### [Passage given]
◇ ◇ ◇ ◇ ◇

Here, we look at the difference in the distributions across languages with mean and variance in original (200) dimensionality.


Read in doctag indices, docvecs, and metadata, and merge

doctag_indices <- read_feather("../../all_data/doctag_indices.feather") 
docvecs <- read_feather("../../all_data/docvecs.feather") %>%
  as.data.frame() %>%
  mutate(offset = 0:(n()-1)) %>%
  select(offset, everything())

#write_tsv(docvecs, "../all_data/docvecs.txt")
metadata <- read_csv("../../all_data/raw/merged_metadata.csv") 
metadata_clean <- metadata %>%
  mutate_if(is.character, as.factor)  %>%
  mutate(essay_id = as.character(essay_id))

◇ ◇ ◇ ◇ ◇

### [Objective]
Continue the R walkthrough above on document vector distributions across languages, picking up after its final line.

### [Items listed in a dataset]
◇ ◇ ◇ ◇ ◇

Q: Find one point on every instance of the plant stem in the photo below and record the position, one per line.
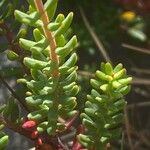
(49, 36)
(15, 128)
(22, 104)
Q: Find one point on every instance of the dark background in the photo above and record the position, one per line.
(105, 22)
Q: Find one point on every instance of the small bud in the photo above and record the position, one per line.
(39, 141)
(29, 124)
(34, 134)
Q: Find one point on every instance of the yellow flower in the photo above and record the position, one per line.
(128, 16)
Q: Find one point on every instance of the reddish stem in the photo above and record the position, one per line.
(49, 36)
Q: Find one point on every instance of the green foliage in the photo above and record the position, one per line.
(51, 97)
(51, 83)
(103, 114)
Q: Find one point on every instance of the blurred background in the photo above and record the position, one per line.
(117, 31)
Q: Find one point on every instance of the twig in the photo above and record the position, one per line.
(127, 125)
(137, 49)
(49, 36)
(141, 104)
(22, 104)
(95, 37)
(143, 71)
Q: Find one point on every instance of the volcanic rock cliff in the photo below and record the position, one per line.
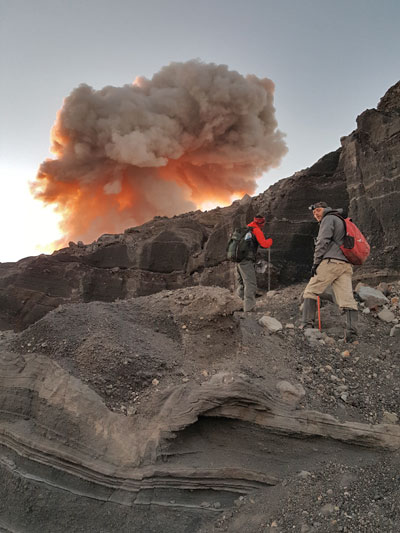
(136, 396)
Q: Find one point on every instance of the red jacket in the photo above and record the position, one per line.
(259, 235)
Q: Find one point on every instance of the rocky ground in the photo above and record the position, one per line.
(132, 352)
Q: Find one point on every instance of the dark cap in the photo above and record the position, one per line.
(317, 204)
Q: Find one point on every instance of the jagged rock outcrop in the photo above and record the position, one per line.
(166, 412)
(362, 177)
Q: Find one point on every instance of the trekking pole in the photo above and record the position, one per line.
(319, 312)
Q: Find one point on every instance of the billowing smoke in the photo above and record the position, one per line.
(194, 133)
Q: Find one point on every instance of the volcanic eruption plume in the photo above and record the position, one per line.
(193, 133)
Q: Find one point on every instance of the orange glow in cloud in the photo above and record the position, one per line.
(194, 135)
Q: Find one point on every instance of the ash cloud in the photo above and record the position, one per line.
(195, 132)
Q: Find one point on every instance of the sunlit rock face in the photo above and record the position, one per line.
(371, 164)
(362, 177)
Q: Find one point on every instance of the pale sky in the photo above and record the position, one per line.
(329, 59)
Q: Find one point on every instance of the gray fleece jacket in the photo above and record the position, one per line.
(330, 237)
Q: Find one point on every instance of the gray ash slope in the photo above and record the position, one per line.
(137, 397)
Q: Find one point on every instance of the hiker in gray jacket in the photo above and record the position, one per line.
(330, 267)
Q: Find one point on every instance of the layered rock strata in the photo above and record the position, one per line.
(362, 177)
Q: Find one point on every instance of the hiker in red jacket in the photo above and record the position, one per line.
(245, 270)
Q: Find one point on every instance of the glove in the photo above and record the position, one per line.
(314, 270)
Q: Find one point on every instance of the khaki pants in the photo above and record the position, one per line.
(246, 283)
(338, 274)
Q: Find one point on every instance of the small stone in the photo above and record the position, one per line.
(313, 334)
(395, 331)
(327, 509)
(290, 393)
(304, 474)
(371, 297)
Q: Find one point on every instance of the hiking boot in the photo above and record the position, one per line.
(351, 332)
(309, 308)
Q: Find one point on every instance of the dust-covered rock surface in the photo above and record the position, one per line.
(177, 412)
(136, 396)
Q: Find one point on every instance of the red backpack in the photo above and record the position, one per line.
(355, 246)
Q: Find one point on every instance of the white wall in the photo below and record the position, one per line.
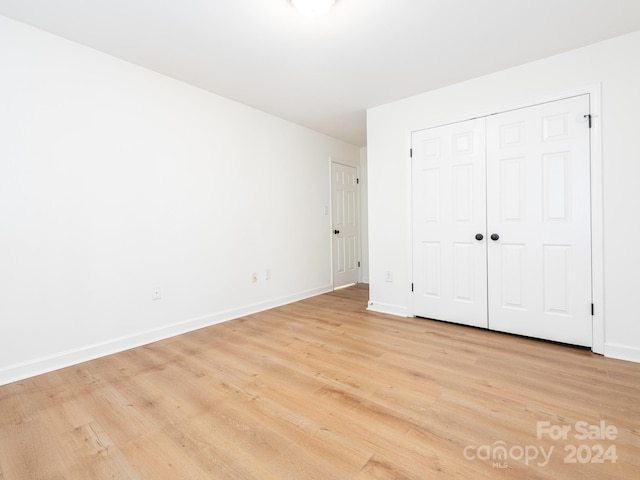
(364, 217)
(115, 180)
(615, 64)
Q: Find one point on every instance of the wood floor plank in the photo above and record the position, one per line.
(324, 389)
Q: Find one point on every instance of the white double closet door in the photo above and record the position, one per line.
(501, 222)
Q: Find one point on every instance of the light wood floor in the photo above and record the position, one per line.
(323, 389)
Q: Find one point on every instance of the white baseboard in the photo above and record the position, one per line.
(622, 352)
(396, 310)
(20, 371)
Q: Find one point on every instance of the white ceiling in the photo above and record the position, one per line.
(324, 73)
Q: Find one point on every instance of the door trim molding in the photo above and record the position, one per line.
(597, 206)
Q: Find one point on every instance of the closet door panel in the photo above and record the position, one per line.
(448, 185)
(538, 204)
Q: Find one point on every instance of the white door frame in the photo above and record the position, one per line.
(357, 214)
(597, 204)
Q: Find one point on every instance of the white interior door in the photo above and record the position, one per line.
(538, 205)
(344, 215)
(449, 262)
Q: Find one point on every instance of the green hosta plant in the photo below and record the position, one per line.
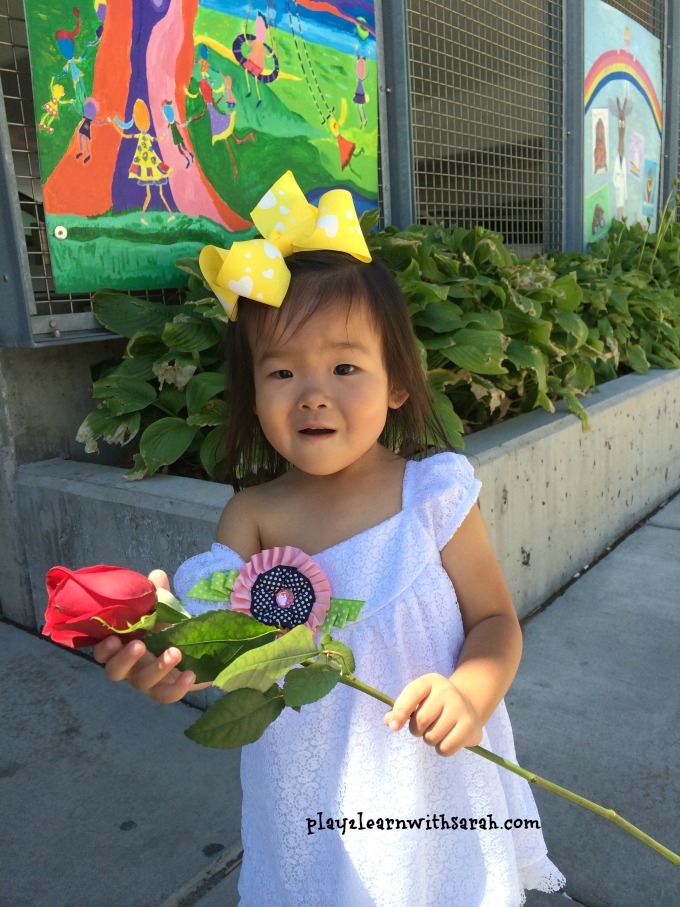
(497, 336)
(169, 387)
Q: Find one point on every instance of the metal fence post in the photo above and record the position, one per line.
(396, 136)
(572, 224)
(671, 90)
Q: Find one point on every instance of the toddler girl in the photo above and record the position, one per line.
(329, 405)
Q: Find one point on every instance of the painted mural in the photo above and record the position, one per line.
(161, 123)
(623, 121)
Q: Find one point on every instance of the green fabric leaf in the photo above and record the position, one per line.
(308, 684)
(260, 668)
(238, 718)
(168, 609)
(344, 657)
(164, 442)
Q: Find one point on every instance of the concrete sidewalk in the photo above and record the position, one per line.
(105, 803)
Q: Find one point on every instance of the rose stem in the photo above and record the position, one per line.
(608, 814)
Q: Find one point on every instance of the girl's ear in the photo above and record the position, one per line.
(398, 396)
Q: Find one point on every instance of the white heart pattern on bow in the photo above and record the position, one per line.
(242, 287)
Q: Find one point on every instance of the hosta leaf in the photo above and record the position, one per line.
(147, 343)
(477, 351)
(571, 323)
(187, 336)
(100, 423)
(211, 641)
(570, 294)
(211, 414)
(175, 368)
(523, 355)
(260, 668)
(123, 395)
(125, 314)
(490, 321)
(238, 718)
(636, 358)
(211, 452)
(441, 317)
(203, 387)
(164, 441)
(450, 420)
(138, 367)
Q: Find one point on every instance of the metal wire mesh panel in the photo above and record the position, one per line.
(15, 78)
(649, 13)
(487, 116)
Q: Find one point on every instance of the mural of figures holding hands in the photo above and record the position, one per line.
(178, 139)
(619, 177)
(147, 167)
(52, 107)
(66, 44)
(360, 97)
(260, 62)
(90, 108)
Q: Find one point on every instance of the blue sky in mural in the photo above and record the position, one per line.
(320, 27)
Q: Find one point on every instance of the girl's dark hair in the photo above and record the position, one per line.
(320, 279)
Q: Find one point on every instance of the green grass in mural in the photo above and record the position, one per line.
(291, 129)
(139, 255)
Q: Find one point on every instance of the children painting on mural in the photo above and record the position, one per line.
(331, 413)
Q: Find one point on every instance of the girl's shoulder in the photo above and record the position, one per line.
(441, 489)
(238, 526)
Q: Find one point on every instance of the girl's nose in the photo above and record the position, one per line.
(313, 396)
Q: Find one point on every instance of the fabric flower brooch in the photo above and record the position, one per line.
(280, 587)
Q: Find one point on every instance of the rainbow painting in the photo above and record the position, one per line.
(616, 65)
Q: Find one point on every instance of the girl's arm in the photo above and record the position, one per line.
(449, 713)
(157, 678)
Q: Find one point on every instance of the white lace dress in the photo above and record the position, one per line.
(335, 760)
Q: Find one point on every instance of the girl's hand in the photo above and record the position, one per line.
(438, 712)
(157, 678)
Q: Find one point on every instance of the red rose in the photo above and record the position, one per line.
(118, 596)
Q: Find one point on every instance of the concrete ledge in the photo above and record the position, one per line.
(554, 497)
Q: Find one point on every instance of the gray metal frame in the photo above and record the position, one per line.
(671, 113)
(572, 225)
(394, 100)
(16, 292)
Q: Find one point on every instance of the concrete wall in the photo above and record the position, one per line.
(44, 396)
(554, 497)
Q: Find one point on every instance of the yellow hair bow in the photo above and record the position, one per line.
(288, 223)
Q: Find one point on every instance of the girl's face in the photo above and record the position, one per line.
(322, 391)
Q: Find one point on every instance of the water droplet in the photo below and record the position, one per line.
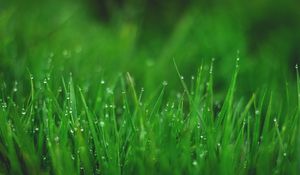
(165, 83)
(109, 91)
(23, 111)
(257, 112)
(56, 139)
(102, 123)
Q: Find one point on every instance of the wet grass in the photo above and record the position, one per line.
(113, 128)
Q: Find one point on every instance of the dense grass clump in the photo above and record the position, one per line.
(113, 128)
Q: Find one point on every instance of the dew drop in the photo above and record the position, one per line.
(165, 83)
(56, 139)
(101, 123)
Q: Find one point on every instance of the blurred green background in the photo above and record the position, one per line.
(96, 38)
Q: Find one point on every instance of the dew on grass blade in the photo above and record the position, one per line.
(102, 123)
(23, 112)
(56, 139)
(165, 83)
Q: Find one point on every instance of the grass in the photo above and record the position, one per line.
(111, 127)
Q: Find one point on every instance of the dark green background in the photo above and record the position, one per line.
(100, 38)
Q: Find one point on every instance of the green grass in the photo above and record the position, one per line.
(111, 127)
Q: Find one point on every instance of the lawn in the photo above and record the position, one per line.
(149, 87)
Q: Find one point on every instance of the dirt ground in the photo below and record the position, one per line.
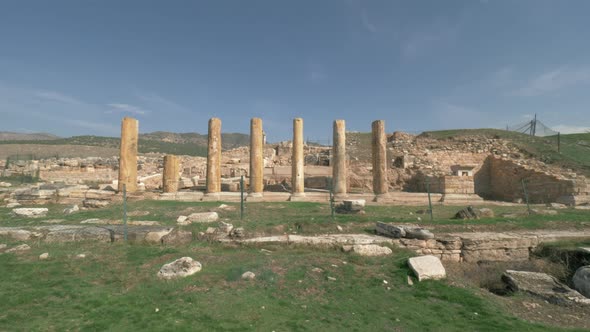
(525, 306)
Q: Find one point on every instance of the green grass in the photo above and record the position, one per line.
(115, 288)
(310, 218)
(575, 148)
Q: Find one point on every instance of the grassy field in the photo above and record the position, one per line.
(115, 288)
(312, 218)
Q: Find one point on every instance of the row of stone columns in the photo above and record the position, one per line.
(128, 159)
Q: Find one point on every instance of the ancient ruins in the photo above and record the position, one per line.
(395, 169)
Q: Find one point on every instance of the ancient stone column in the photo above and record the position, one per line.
(256, 158)
(339, 171)
(128, 156)
(170, 175)
(297, 167)
(380, 185)
(214, 157)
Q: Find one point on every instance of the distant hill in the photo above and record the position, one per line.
(10, 136)
(574, 149)
(191, 144)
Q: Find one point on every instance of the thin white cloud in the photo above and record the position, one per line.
(128, 108)
(427, 38)
(554, 80)
(567, 129)
(101, 127)
(57, 97)
(366, 21)
(156, 101)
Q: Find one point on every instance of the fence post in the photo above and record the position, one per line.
(125, 212)
(429, 199)
(526, 196)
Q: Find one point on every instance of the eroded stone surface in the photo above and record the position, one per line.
(368, 249)
(427, 267)
(581, 280)
(30, 212)
(180, 268)
(544, 286)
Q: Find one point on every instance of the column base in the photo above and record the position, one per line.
(297, 197)
(255, 197)
(381, 197)
(211, 197)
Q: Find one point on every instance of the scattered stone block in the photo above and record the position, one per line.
(30, 212)
(22, 247)
(351, 206)
(368, 250)
(403, 231)
(182, 220)
(544, 212)
(248, 275)
(557, 206)
(427, 267)
(544, 286)
(203, 217)
(95, 203)
(180, 268)
(237, 233)
(470, 212)
(581, 280)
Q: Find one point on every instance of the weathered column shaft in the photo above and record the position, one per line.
(128, 156)
(170, 175)
(214, 156)
(256, 157)
(380, 185)
(297, 170)
(339, 171)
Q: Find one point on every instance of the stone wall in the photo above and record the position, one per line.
(542, 187)
(458, 185)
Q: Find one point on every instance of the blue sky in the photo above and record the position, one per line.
(77, 67)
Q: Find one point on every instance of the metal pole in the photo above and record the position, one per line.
(429, 199)
(125, 212)
(526, 196)
(242, 197)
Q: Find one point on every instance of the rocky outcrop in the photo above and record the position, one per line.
(427, 267)
(403, 231)
(544, 286)
(180, 268)
(30, 212)
(367, 249)
(581, 280)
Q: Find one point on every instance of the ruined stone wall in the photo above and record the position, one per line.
(542, 187)
(458, 184)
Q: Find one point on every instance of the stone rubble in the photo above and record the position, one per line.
(30, 212)
(368, 250)
(581, 280)
(180, 268)
(427, 267)
(544, 286)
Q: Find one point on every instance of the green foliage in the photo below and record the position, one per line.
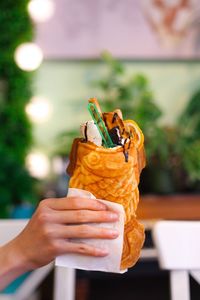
(15, 91)
(173, 154)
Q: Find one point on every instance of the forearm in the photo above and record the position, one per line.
(12, 264)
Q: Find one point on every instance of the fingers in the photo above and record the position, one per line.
(83, 216)
(85, 231)
(69, 247)
(75, 203)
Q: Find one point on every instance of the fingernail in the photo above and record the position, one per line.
(101, 206)
(113, 216)
(113, 233)
(102, 252)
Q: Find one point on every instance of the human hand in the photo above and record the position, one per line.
(55, 222)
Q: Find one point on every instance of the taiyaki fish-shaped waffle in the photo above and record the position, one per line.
(111, 175)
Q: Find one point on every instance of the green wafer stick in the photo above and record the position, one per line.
(100, 125)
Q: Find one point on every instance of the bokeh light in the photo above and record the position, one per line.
(28, 56)
(41, 10)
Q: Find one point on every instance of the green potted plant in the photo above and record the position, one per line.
(173, 153)
(16, 185)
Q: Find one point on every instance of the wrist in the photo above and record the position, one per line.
(12, 263)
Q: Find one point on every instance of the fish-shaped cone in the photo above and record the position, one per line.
(105, 173)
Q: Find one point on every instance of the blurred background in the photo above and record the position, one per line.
(140, 56)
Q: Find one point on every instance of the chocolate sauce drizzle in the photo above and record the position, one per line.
(115, 116)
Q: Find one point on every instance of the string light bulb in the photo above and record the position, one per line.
(28, 56)
(41, 10)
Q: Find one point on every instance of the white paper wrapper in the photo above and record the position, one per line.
(109, 263)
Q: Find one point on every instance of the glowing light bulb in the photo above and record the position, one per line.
(38, 164)
(41, 10)
(39, 109)
(28, 56)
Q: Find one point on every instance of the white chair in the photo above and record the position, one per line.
(8, 230)
(178, 248)
(64, 283)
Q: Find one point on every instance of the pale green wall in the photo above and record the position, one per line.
(66, 84)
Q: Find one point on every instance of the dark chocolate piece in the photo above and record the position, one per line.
(115, 135)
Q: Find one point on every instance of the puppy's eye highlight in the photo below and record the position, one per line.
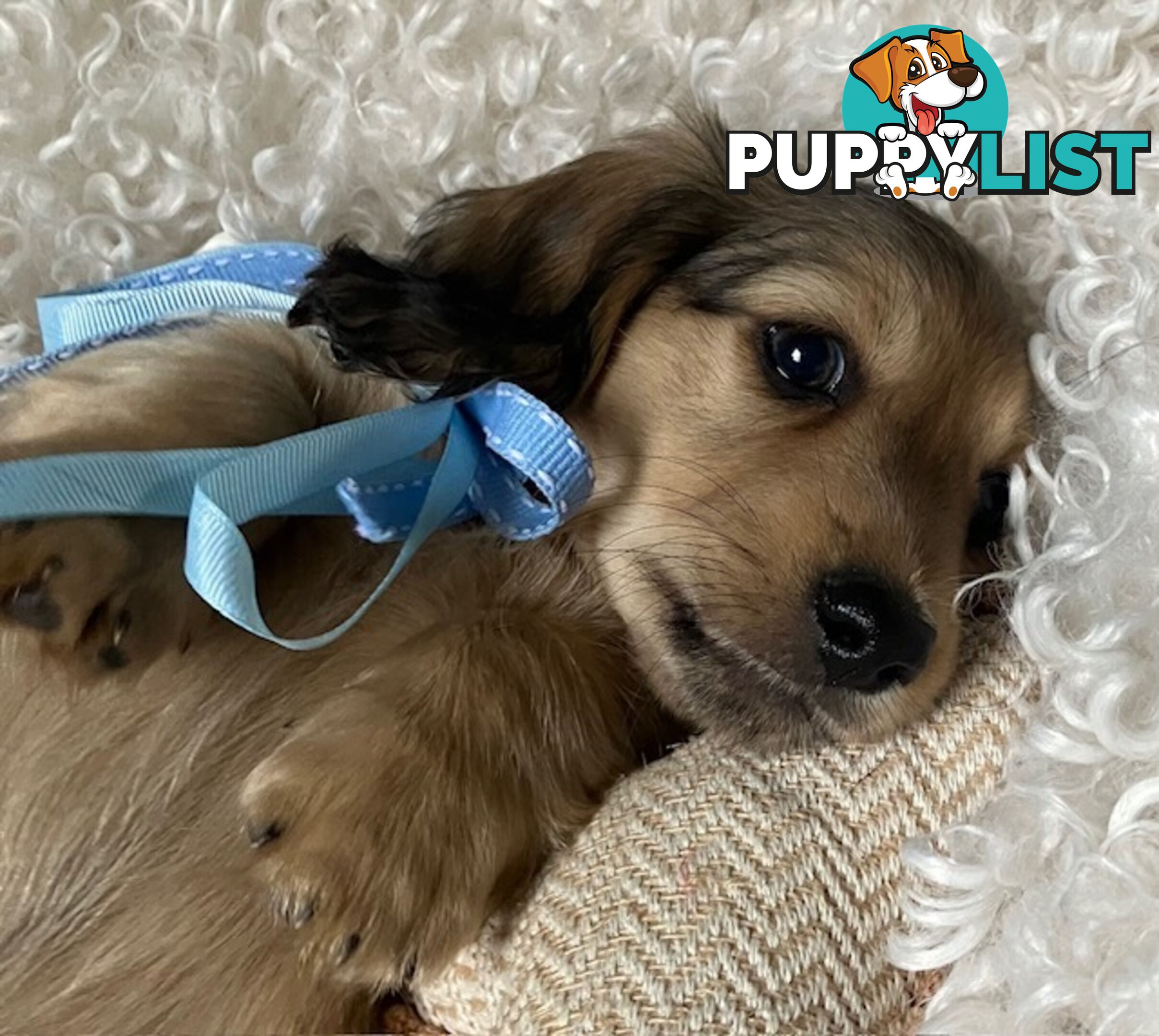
(802, 363)
(988, 523)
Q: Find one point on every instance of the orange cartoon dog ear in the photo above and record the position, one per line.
(877, 69)
(953, 43)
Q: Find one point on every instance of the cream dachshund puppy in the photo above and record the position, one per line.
(800, 410)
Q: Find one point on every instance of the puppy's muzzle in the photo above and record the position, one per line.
(963, 76)
(872, 634)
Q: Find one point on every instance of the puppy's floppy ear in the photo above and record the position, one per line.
(953, 43)
(877, 69)
(529, 283)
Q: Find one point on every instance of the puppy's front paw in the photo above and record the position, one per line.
(98, 594)
(365, 846)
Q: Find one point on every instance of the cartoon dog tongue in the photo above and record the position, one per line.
(926, 118)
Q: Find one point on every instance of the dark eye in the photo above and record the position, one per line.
(802, 363)
(989, 519)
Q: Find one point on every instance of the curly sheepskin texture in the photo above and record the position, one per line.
(131, 134)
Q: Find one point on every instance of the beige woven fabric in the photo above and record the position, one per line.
(734, 894)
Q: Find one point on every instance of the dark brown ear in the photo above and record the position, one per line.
(527, 283)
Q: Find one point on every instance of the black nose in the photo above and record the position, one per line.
(872, 634)
(963, 74)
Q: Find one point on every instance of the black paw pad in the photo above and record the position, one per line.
(31, 605)
(260, 835)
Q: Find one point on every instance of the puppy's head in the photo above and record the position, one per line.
(922, 76)
(800, 410)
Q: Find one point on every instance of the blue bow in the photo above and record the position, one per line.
(498, 441)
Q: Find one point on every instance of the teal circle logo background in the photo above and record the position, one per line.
(862, 109)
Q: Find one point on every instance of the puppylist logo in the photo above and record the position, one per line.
(924, 109)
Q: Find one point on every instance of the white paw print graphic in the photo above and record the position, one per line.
(893, 177)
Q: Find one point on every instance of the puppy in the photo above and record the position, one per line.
(922, 77)
(799, 411)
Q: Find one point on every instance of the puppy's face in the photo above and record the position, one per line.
(800, 411)
(792, 439)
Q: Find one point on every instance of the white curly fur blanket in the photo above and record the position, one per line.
(132, 132)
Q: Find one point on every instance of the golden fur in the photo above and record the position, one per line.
(202, 832)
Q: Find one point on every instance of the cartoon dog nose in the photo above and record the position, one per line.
(872, 634)
(963, 74)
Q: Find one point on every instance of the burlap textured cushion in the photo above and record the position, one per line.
(721, 894)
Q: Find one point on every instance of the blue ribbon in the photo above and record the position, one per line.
(498, 441)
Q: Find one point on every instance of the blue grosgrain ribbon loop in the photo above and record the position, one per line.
(496, 442)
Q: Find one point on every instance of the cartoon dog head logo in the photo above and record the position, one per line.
(929, 94)
(923, 77)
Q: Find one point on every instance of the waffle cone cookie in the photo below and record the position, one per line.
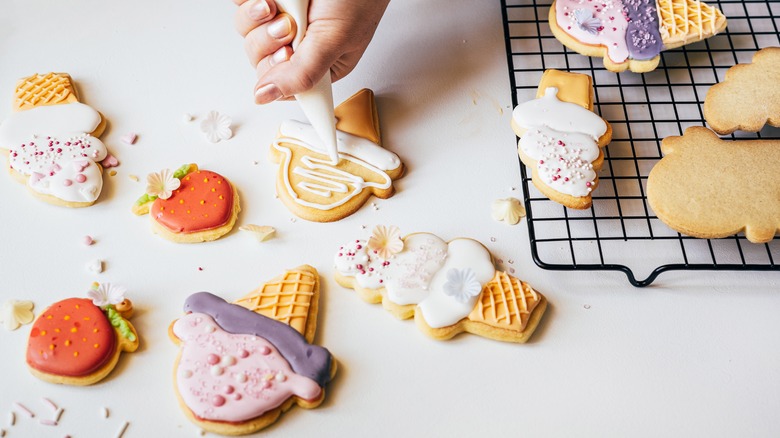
(561, 139)
(631, 34)
(748, 98)
(189, 205)
(78, 341)
(448, 287)
(242, 365)
(710, 188)
(51, 141)
(313, 188)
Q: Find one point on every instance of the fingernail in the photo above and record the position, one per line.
(259, 10)
(278, 57)
(267, 94)
(279, 28)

◇ ◇ ◇ ◇ ◇

### [The reply]
#Merge all data sources together
d <- doctag_indices %>%
  left_join(metadata_clean) %>%
  left_join(docvecs) %>%
  nest(-1:-10, .key = "doc_vector") %>%
  select(-doc_count, -offset, -test_center_country_code) %>%
  mutate(prompt_id = fct_recode(prompt_id, 
                                broad.academics = "VC079857", 
                                young.enjoy = "VC139555", 
                                young.help = "VC182427",
                                advertisements = "VC199494",
                                fewer.cars = "VC199744",
                                tour.travel = "VC212639",
                                students.facts = "VC247638",
                                success.risks = "VC251653"))

0.1 Centroids

0.1.1 Distances

Pairwise distances between languages

centroids_prompt <- d %>%
  mutate(L1_prompt = paste0(L1_code, "_", prompt_id )) %>%
  split(.$L1_prompt) %>% 
  map_df(get_group_centroid, "L1_prompt") %>%
  separate(L1_prompt, c("L1_code", "prompt_id"), sep = "_")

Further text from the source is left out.